* **Work to do**
Begin the copy at the line containing "Guideline: the keypoint for each instance of the bread crumb" and end it at the final line of the material below, reproducing each line exactly, without images.
========================================================================
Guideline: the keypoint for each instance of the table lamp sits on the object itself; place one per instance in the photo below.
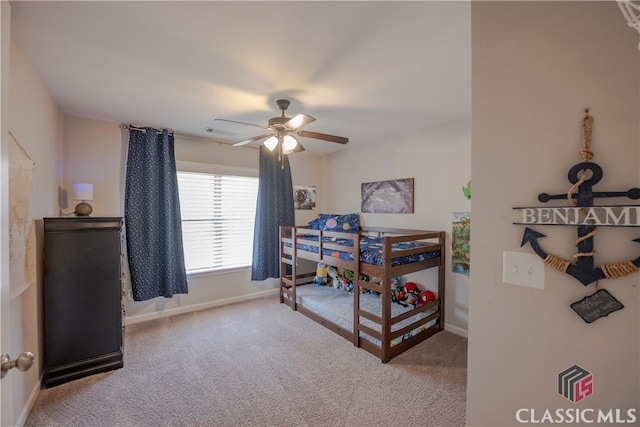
(83, 192)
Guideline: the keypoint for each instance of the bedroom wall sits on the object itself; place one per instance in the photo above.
(536, 67)
(36, 122)
(95, 151)
(439, 160)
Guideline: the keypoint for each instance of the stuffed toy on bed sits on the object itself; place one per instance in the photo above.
(321, 274)
(332, 273)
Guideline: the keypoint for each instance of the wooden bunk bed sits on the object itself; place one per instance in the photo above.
(386, 330)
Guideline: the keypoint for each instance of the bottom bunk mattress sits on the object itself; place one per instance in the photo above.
(336, 306)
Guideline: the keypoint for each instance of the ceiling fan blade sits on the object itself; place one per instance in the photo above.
(255, 138)
(241, 123)
(323, 136)
(298, 121)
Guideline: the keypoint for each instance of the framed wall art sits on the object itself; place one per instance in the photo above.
(304, 197)
(394, 196)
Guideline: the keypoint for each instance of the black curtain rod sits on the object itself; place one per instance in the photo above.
(131, 127)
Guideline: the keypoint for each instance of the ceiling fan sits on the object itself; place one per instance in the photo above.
(282, 131)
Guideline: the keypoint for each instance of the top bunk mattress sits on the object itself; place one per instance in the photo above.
(370, 249)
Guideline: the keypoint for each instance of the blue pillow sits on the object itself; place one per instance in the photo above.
(349, 223)
(318, 223)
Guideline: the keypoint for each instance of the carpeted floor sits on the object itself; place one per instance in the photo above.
(258, 363)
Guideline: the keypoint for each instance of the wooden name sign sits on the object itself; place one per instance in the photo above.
(597, 305)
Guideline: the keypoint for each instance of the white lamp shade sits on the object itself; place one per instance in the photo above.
(83, 191)
(271, 143)
(289, 144)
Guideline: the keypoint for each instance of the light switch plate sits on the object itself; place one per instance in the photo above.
(523, 269)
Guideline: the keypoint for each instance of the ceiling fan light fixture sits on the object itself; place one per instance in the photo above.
(289, 144)
(271, 143)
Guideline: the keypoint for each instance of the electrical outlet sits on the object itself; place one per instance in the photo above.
(523, 270)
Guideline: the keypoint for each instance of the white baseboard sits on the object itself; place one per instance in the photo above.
(196, 307)
(26, 410)
(456, 330)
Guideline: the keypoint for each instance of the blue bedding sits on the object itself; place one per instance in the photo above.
(370, 250)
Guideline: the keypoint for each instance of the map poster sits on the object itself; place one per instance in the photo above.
(21, 225)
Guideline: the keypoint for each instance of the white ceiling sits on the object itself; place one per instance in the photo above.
(368, 71)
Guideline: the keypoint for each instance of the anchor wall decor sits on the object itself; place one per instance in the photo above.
(586, 217)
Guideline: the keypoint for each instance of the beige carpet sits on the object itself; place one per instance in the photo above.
(258, 363)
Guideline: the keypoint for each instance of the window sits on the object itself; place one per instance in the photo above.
(218, 208)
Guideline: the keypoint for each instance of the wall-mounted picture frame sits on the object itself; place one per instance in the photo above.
(393, 196)
(304, 197)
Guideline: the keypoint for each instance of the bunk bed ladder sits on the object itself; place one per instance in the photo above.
(287, 282)
(441, 284)
(385, 355)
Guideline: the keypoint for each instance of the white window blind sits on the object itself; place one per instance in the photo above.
(218, 213)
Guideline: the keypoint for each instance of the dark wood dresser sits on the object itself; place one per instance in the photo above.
(83, 314)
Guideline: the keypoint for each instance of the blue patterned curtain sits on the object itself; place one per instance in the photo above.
(274, 208)
(152, 217)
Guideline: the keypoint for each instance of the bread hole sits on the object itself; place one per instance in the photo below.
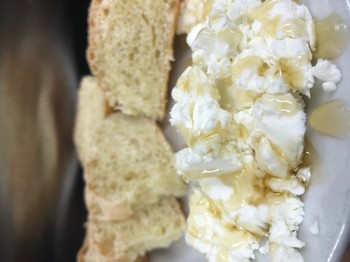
(106, 245)
(129, 176)
(145, 19)
(157, 53)
(163, 230)
(105, 11)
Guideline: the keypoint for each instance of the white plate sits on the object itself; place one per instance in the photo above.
(327, 199)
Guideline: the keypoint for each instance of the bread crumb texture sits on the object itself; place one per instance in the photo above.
(130, 49)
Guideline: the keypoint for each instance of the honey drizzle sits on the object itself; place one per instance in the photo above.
(333, 36)
(331, 119)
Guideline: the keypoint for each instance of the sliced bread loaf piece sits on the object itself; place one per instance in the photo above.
(155, 226)
(130, 166)
(92, 109)
(130, 49)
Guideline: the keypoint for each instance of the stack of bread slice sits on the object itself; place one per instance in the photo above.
(131, 185)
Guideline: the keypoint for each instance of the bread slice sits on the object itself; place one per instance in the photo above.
(130, 49)
(92, 109)
(130, 166)
(156, 226)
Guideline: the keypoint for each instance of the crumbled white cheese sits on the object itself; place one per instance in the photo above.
(314, 228)
(240, 112)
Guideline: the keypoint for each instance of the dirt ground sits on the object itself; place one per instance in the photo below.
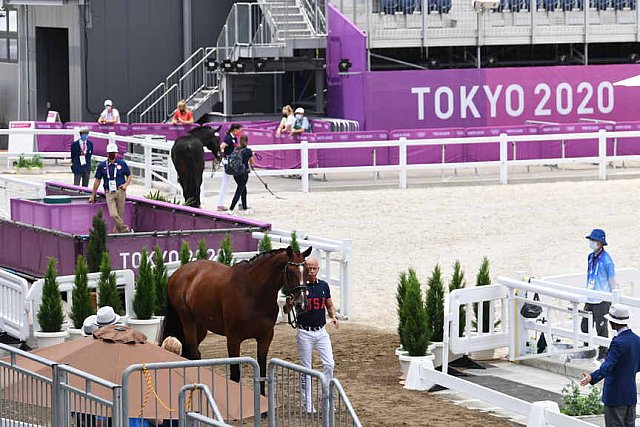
(369, 370)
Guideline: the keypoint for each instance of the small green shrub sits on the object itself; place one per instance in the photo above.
(225, 253)
(577, 404)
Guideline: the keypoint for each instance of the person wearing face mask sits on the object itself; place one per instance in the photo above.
(601, 276)
(117, 177)
(288, 119)
(81, 152)
(110, 115)
(228, 145)
(301, 123)
(182, 116)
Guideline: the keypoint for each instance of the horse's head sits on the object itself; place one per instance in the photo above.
(210, 138)
(294, 278)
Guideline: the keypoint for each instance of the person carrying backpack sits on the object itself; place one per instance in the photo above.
(239, 164)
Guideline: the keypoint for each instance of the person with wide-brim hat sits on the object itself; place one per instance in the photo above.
========================================================================
* **Response**
Guideline: the keypoint for each instance of the bread crumb texture sits on the object itself; place one per instance in the photo above.
(130, 49)
Guideline: the keypoint for each instance of the honey drizzle sits on the object itself; place one per instance in the photo above.
(333, 36)
(331, 119)
Guideline: the keypoint for each instance of the sliced bread loaf piece sits on the object itself; place one per instance in the photo above.
(155, 226)
(130, 166)
(92, 109)
(130, 49)
Guideline: the keypoint for each instance of the stack of bread slice sits on the object itself; place one per instance in the photo above.
(131, 185)
Guideline: the keypoint for each instance of the bread slice sits on the object itself; place one per instance in the photo above.
(130, 49)
(92, 109)
(130, 166)
(156, 226)
Guideline: the keypoint for each instance of the crumbled white cheese sits on the object itself; place one per instance in the photo above.
(314, 228)
(240, 112)
Guideline: the keypoint for each instance of the dirt ground sits on the object itself; place one per instance in the photo below.
(369, 370)
Guideline: the keypoint for each instance of the small green shrub sits on the object itself; place one per instance in the photo above.
(225, 253)
(577, 404)
Guideline: the keypoint for each instance of the person wearing face mask sits on the object itself; place one per instance in the photo above.
(601, 276)
(117, 177)
(288, 119)
(81, 152)
(110, 115)
(228, 145)
(301, 123)
(182, 116)
Guideline: the keypoint for each instance of the horse's head sits on the object itself; place one per instance in the photo above.
(210, 138)
(294, 278)
Guideline: the keypoint for each instance of the person carrying backpack sits on the object itself; place one per instance in the photo above.
(239, 164)
Guideline: the keypoint for each instance of the person with wide-brim hat sits on the object itself; place one per instance in the photo above.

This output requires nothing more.